(Given passage begins)
In Great Britain, the problem of frequent signaling failures is in the public eye, because of the well-developed network of passenger traffic. This trend is not surprising, as the passengers are greatly affected by train delays caused by signaling failures. Although this issue is no less prevalent in the U.S. compared to the U.K., it is more often acknowledged by the railroad industry than by the general public. However, this fact doesn’t make signaling failures unworthy of our attention, because they still cause damage. Signaling failures for both passenger and freight traffic are associated with a large investment of time required to study the problem and its elimination, as well as financial costs.

There are many reasons for signaling failures, and some may be preventable before they occur. Railway companies have started emphasizing this even more because so many new technologies and devices have appeared that contribute to convenient monitoring and preventive maintenance of the signaling equipment. However, developing a robust post-failure response strategy is also critical. By focusing on these two key points, Great Britain railways reduced signaling failures by nearly 10% in five years. However, there is still room for improvement. In this spirit, PSA shares their expertise on how to minimize signaling failures of the existing system, as well as what you need to pay attention to when designing new signaling systems. 

What can go wrong in a signaling system?
(Given passage ends)
(Extracted entries begins)
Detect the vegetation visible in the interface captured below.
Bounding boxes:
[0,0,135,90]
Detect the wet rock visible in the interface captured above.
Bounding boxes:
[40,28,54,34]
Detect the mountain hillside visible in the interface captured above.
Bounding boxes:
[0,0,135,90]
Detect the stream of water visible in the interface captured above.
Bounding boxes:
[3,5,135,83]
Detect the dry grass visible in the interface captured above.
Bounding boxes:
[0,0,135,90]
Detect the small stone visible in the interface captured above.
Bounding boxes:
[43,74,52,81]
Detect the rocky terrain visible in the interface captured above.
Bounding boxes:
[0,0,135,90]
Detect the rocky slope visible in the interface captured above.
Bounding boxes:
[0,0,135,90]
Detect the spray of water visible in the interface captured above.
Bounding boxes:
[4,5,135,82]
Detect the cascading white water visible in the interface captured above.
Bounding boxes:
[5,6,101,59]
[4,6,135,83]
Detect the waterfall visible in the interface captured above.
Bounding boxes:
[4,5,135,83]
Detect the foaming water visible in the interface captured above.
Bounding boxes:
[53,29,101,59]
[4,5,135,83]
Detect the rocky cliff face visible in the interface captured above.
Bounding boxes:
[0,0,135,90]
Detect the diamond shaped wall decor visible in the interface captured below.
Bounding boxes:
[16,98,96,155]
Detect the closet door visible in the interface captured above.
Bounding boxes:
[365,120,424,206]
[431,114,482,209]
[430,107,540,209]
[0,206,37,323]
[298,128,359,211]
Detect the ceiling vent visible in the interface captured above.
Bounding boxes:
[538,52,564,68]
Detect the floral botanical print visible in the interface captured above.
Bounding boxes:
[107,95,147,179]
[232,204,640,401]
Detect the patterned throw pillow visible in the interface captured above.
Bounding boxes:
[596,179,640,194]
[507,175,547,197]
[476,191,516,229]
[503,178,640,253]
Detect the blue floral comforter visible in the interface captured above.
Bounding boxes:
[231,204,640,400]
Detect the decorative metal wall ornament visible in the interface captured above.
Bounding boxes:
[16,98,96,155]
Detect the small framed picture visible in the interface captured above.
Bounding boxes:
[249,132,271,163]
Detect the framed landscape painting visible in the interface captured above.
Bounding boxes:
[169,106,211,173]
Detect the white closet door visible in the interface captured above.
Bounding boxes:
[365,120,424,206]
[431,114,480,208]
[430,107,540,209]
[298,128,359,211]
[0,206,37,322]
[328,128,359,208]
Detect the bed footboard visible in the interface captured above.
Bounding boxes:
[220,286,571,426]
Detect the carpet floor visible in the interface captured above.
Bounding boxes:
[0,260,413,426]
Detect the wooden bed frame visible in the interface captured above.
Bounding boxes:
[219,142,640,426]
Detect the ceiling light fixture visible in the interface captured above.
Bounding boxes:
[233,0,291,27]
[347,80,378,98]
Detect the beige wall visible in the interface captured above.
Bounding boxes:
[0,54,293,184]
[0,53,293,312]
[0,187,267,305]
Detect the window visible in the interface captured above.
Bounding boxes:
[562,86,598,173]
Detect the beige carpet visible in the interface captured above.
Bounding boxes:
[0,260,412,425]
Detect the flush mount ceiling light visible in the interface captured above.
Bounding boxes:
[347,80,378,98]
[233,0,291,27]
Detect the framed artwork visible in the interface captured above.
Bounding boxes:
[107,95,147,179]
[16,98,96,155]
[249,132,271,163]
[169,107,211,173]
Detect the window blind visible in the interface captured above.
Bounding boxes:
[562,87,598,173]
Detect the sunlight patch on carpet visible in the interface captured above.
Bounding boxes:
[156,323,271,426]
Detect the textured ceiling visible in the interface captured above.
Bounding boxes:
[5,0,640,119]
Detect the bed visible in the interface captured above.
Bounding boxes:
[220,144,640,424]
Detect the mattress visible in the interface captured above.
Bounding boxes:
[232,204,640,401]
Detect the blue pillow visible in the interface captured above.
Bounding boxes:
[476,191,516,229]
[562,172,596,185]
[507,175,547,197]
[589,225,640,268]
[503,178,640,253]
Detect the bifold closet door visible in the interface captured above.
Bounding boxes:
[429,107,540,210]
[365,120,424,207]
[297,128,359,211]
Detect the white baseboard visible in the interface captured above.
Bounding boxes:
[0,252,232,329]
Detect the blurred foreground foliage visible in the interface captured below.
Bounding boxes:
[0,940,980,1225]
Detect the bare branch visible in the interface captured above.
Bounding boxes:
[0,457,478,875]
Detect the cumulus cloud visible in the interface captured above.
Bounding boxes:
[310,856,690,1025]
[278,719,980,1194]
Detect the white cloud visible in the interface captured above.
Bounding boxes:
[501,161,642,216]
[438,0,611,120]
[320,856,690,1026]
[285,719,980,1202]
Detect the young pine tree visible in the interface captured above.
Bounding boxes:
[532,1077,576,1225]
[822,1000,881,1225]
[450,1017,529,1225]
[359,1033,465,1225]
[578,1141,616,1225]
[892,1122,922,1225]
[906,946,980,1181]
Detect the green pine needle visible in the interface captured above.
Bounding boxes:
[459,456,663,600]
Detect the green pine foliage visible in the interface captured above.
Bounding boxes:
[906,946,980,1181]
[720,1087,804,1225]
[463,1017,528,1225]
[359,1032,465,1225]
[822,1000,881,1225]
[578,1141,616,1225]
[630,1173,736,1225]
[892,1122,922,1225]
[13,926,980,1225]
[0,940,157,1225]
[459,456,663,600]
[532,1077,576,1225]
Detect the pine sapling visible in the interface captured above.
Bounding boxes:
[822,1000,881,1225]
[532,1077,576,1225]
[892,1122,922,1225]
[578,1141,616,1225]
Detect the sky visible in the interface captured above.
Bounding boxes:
(Extracted entries ends)
## [The problem]
From the passage on railway signaling failures, quote the part that opens with the words containing "There are many" and closes with "new signaling systems.". The records have no connection to the passage on railway signaling failures.

## [Finished task]
There are many reasons for signaling failures, and some may be preventable before they occur. Railway companies have started emphasizing this even more because so many new technologies and devices have appeared that contribute to convenient monitoring and preventive maintenance of the signaling equipment. However, developing a robust post-failure response strategy is also critical. By focusing on these two key points, Great Britain railways reduced signaling failures by nearly 10% in five years. However, there is still room for improvement. In this spirit, PSA shares their expertise on how to minimize signaling failures of the existing system, as well as what you need to pay attention to when designing new signaling systems.